*** Text for analysis Section Begins ***

Govt eases China-linked FDI curbs under Press Note 3: What it means
New Delhi, Mar 10, 2026
The Union Cabinet has reportedly eased FDI norms under Press Note 3, which requires prior government approval for investments from entities in countries sharing a land border with India
The Union Cabinet, chaired by Prime Minister Narendra Modi, on Tuesday, March 10, approved changes to Press Note 3 of 2020, easing foreign direct investment (FDI) norms for countries that share land borders with India, reported news agency PTI.
Under the 2020 rule, foreign companies with shareholders from countries including China, Bangladesh, Pakistan, Nepal, Bhutan, Myanmar and Afghanistan were required to obtain mandatory government approval to invest in India in any sector.
Officials said the policy has now been amended to relax some of those requirements, though detailed guidelines are expected to follow, PTI reported citing sources.
What is Press Note 3?
Press Note 3 was issued by the Department for Promotion of Industry and Internal Trade (DPIIT) in April 2020 as an amendment to India’s FDI policy. It mandated that any investment from entities in countries sharing a land border with India must receive prior government approval.
The provision also applied where the beneficial ownership of an investment was located in any of these countries, even if the investment was routed through another jurisdiction.
Before this change, most sectors in India allowed FDI through the automatic route, meaning investors did not need prior government clearance. Press Note 3 shifted such investments to the government route, requiring approval from the Centre.
Why was the rule introduced in 2020?
The government introduced the measure during the Covid-19 pandemic, when global markets had fallen sharply. Officials said the policy aimed to prevent opportunistic takeovers of Indian companies whose valuations had dropped during the economic slowdown.
The rule gained additional significance after relations between India and China deteriorated following the June 2020 clash in the Galwan Valley.
Subsequently, India also banned more than 200 Chinese mobile applications, including TikTok, WeChat and UC Browser.
Signals of a review
Senior ministers had recently indicated that the government was examining the policy framework.
At the Business Standard Manthan event held in late February, Union Commerce and Industry Minister Piyush Goyal said investments from China were not prohibited but required government approval under existing rules. He added that the government was looking at how approvals could be processed faster and more efficiently.
“We are in dialogue with industry, we have an open mind to how we can attract more tech and investment from China. It’s an evolving situation and open to newer ideas,” the minister had said at the event.
Union Finance Minister Nirmala Sitharaman had also indicated that the policy environment on Chinese investments could evolve depending on India’s economic and investment requirements.
China’s FDI footprint in India
Official data show that China’s share in India’s FDI inflows remains small. Between April 2000 and December 2025, China accounted for $2.51 billion of FDI equity inflows into India, representing 0.32 per cent of total inflows. China ranks 23rd among sources of FDI into India.
However, bilateral trade has continued to expand. China is India’s second-largest trading partner.
In 2024–25, India exported goods worth $14.25 billion to China, down from $16.66 billion in the previous year. Imports from China rose to $113.45 billion, widening the trade deficit to $99.2 billion.
Impact on startups and investors
Before Press Note 3 came into force, Chinese technology investors were active in India’s startup ecosystem. Companies such as Alibaba Group and Ant Group invested in firms including Paytm.
Chinese investors also held stakes in companies such as Zomato, Ola and BigBasket. After 2020, proposals involving Chinese investors required government clearance, which industry participants said slowed funding rounds, especially follow-on investments from existing shareholders.
What may change now
With the reported amendment, some of the approval requirements introduced in 2020 are expected to be relaxed. The revised framework may reduce procedural bottlenecks and ease the approval process, according to officials cited by PTI.
Greater clarity is likely once the government issues detailed guidelines outlining the scope of the relaxation and the sectors it will cover.

*** Text for analysis Section Ends ***

**What you will do:**
- a) According to the article about Press Note 3, which department issued Press Note 3?
- b) List every country the article about Press Note 3 names as sharing a land border with India under the 2020 rule.
- c) Based on the article about Press Note 3, say whether each statement agrees with it, and quote the words that decide each one.
(i) China ranks 23rd among sources of FDI into India.
(ii) India's exports of goods to China rose in 2024–25.
(iii) Piyush Goyal said investments from China were prohibited.
Rely only on the article about Press Note 3 for your answers.

*** Information shown Section Begins ***

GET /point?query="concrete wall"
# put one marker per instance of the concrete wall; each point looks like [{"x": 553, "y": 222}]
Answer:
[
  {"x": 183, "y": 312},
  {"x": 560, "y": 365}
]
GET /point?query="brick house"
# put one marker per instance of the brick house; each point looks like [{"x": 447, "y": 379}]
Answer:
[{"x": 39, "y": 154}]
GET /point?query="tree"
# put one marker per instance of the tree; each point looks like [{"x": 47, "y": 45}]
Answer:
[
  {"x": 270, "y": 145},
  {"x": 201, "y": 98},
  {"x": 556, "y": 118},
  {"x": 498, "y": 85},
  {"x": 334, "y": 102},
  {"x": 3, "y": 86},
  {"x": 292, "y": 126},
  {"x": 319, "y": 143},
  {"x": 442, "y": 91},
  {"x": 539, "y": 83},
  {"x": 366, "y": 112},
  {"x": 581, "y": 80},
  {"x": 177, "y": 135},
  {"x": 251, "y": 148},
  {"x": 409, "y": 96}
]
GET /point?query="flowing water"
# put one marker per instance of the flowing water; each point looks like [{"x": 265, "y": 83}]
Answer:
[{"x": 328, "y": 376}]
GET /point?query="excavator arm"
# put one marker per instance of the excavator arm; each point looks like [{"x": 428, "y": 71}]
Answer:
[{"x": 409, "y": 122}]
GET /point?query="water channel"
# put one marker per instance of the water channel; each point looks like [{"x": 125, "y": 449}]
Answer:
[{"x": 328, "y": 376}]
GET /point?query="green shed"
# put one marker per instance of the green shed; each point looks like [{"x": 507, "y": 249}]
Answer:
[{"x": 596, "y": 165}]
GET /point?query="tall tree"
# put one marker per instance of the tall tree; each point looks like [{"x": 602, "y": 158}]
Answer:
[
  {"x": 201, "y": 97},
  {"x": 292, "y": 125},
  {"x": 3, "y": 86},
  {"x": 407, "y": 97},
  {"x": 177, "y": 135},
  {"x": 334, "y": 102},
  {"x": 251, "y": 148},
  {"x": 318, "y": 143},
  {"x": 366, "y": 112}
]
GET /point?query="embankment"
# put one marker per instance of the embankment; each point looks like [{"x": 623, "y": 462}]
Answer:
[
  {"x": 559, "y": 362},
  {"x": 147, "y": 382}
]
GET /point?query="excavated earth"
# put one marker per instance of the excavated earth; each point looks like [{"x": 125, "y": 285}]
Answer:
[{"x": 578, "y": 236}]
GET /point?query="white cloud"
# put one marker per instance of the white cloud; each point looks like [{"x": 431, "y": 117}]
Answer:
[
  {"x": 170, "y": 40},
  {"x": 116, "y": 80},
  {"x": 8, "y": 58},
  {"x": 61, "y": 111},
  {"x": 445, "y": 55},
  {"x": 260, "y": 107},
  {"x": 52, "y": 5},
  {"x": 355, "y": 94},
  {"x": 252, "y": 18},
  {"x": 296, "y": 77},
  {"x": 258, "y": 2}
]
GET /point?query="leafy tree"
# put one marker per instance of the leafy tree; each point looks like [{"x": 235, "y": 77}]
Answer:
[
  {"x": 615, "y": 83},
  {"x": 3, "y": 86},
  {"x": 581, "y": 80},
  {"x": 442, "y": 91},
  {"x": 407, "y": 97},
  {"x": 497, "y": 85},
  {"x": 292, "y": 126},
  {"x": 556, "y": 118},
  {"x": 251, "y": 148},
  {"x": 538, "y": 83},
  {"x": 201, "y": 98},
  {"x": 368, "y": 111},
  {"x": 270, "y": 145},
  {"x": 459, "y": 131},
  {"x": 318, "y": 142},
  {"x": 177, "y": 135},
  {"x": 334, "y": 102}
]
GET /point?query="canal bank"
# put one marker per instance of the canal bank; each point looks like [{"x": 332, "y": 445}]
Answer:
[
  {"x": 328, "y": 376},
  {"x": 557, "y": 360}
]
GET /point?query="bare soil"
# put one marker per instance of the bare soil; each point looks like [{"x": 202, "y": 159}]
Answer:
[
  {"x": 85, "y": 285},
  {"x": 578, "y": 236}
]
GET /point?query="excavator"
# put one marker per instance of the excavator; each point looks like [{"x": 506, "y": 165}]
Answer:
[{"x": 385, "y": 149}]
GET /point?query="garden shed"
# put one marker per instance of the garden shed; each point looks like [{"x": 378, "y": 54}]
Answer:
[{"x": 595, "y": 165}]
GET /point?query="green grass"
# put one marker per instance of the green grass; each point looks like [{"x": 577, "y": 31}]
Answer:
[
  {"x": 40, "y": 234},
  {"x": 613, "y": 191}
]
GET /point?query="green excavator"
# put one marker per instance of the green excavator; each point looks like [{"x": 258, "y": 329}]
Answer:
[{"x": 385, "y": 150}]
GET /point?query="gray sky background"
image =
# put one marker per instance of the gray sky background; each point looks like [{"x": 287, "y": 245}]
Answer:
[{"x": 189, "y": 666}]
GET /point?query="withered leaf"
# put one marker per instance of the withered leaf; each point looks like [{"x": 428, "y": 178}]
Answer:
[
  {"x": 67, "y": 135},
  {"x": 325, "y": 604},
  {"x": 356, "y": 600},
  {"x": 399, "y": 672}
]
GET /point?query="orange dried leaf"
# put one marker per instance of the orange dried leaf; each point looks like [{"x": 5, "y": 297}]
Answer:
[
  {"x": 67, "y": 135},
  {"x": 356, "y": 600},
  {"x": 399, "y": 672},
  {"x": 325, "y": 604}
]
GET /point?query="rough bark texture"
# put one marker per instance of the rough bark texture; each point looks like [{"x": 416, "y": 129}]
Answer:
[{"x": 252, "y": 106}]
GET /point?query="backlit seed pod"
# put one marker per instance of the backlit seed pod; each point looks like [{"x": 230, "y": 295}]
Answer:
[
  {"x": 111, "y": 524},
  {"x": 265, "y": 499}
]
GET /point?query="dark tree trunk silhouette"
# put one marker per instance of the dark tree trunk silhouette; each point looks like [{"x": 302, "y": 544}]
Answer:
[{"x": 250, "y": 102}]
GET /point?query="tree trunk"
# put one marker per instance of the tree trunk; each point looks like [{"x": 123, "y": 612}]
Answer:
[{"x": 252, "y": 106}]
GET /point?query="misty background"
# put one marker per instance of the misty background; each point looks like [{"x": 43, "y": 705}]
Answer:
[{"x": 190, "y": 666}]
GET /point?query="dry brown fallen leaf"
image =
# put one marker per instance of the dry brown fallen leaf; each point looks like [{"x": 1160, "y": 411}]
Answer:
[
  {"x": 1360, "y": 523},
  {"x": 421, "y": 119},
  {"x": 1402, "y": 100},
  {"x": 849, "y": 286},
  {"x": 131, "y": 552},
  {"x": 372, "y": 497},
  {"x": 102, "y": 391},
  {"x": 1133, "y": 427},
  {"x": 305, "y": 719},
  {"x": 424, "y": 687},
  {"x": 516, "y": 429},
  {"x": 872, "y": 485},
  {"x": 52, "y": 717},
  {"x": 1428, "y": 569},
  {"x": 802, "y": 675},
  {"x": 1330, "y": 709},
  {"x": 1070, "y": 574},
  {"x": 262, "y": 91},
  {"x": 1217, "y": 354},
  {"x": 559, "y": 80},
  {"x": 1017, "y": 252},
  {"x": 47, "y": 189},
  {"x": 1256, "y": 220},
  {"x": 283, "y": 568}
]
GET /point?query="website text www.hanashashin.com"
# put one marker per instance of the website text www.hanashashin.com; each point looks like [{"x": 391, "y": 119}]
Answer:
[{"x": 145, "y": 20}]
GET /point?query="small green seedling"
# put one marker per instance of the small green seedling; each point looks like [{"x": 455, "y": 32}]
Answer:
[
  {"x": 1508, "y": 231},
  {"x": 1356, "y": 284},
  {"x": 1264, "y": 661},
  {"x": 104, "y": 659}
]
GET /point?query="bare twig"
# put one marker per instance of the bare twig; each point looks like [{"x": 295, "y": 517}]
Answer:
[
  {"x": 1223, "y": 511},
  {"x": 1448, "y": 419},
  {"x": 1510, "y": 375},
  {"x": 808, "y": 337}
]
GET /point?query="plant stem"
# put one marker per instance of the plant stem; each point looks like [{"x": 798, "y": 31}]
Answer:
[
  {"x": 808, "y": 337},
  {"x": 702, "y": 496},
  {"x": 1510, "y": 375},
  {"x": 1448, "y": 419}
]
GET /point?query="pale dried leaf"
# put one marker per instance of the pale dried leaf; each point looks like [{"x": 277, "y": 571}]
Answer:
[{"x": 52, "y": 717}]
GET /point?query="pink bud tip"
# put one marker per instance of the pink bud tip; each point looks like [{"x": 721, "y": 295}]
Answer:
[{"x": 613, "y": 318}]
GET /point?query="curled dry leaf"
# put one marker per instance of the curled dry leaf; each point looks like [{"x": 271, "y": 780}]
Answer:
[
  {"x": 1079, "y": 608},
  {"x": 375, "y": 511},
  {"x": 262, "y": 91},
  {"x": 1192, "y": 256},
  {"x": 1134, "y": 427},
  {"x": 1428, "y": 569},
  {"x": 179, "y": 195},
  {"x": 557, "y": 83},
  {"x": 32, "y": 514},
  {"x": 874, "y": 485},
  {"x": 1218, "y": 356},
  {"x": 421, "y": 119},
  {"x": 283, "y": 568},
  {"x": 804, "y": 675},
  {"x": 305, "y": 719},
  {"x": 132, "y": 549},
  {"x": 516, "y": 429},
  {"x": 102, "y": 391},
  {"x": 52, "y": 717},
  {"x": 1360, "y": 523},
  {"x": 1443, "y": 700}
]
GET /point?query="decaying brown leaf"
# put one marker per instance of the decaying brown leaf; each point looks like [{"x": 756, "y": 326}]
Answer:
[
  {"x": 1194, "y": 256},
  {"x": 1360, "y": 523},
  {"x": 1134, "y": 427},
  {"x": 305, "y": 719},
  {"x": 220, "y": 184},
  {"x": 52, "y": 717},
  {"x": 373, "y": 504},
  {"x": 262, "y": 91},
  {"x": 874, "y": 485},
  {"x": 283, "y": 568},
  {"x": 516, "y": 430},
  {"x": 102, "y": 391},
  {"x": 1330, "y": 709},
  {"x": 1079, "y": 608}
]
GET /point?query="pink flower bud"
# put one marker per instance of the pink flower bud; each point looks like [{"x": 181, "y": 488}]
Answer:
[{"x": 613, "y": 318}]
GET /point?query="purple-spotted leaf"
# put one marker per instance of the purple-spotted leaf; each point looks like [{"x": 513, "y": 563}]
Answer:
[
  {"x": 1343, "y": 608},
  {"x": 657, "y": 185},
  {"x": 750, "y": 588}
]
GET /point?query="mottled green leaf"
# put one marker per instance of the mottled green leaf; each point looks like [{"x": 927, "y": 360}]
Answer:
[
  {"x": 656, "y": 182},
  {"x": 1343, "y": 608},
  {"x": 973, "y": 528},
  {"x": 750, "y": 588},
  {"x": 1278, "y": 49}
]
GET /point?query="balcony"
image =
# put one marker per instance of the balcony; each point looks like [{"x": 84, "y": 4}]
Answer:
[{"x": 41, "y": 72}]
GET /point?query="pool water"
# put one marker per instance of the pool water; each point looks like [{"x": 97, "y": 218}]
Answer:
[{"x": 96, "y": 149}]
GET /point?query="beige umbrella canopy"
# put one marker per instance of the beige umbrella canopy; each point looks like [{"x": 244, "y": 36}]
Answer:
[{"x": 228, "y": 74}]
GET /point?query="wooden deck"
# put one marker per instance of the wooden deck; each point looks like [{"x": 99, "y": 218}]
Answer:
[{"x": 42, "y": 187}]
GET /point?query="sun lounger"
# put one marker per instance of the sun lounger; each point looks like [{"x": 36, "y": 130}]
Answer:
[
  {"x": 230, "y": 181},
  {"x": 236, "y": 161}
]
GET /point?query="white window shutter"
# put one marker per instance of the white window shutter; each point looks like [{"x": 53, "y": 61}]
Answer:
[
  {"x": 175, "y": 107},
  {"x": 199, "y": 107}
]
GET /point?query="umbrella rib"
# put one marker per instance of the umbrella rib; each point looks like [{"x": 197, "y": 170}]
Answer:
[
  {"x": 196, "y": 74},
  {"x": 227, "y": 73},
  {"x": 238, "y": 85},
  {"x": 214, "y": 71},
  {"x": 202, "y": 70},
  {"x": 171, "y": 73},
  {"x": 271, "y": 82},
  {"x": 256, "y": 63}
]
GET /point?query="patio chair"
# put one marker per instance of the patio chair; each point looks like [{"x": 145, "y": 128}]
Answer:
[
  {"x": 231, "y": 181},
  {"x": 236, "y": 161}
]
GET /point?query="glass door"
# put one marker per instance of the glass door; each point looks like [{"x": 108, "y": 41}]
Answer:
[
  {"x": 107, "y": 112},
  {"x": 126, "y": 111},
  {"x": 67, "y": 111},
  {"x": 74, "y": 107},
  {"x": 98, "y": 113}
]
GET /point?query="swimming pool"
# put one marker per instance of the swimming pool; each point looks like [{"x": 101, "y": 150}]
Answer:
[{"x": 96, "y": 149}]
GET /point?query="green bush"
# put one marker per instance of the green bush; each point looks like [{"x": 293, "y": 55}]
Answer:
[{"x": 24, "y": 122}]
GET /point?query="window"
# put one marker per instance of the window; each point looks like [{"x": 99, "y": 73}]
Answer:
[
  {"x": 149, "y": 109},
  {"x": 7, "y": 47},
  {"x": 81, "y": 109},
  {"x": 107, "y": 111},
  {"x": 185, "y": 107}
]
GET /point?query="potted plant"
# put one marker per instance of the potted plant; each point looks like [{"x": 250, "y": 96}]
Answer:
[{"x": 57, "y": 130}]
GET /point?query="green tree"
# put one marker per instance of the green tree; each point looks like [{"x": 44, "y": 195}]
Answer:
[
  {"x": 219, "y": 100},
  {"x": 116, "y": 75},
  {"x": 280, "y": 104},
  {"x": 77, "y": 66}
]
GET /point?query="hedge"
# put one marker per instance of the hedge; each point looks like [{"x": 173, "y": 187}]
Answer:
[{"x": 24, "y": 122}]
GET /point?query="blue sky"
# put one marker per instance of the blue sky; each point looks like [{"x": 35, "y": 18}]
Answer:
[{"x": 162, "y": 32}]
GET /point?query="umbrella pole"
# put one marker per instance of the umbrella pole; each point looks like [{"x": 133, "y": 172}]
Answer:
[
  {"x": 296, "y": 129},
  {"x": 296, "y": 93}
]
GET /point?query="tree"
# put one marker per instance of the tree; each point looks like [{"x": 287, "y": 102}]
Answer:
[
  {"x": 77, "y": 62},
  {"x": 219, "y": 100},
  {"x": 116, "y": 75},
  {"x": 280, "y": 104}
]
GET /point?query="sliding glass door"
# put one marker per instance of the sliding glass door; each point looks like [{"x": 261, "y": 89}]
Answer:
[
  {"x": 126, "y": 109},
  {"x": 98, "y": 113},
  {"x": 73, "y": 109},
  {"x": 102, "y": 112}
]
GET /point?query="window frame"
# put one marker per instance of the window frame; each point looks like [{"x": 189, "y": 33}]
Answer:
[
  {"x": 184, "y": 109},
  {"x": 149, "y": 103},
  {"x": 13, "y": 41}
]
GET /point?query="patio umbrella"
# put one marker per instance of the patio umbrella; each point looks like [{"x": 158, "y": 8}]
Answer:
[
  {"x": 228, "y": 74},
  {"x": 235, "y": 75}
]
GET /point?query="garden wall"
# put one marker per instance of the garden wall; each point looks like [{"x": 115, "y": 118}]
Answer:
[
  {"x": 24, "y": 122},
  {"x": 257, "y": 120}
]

*** Information shown Section Ends ***

**Problem solutions:**
- a) The Department for Promotion of Industry and Internal Trade (DPIIT) issued it.

- b) China, Bangladesh, Pakistan, Nepal, Bhutan, Myanmar, Afghanistan

- c)
(i) Yes: "China ranks 23rd among sources of FDI into India."
(ii) No: "India exported goods worth $14.25 billion to China, down from $16.66 billion in the previous year."
(iii) No: "investments from China were not prohibited but required government approval under existing rules."